▶ Exercise material:
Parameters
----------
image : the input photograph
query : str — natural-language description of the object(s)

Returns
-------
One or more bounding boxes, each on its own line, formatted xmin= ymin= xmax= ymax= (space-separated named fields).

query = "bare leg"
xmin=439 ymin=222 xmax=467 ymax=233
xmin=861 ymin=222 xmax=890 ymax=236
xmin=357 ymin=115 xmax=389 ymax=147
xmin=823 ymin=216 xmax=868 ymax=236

▶ Exercise goal: Copy out all of the records above line for line, without changing a single character.

▶ Exercise solution:
Parameters
----------
image : the input photograph
query : str — natural-language description of the object(s)

Returns
-------
One or more bounding boxes, each on its own line, formatted xmin= ymin= xmax= ymax= (space-separated named fields).

query = "bare leg"
xmin=439 ymin=222 xmax=467 ymax=233
xmin=861 ymin=222 xmax=890 ymax=236
xmin=357 ymin=115 xmax=389 ymax=147
xmin=823 ymin=216 xmax=868 ymax=236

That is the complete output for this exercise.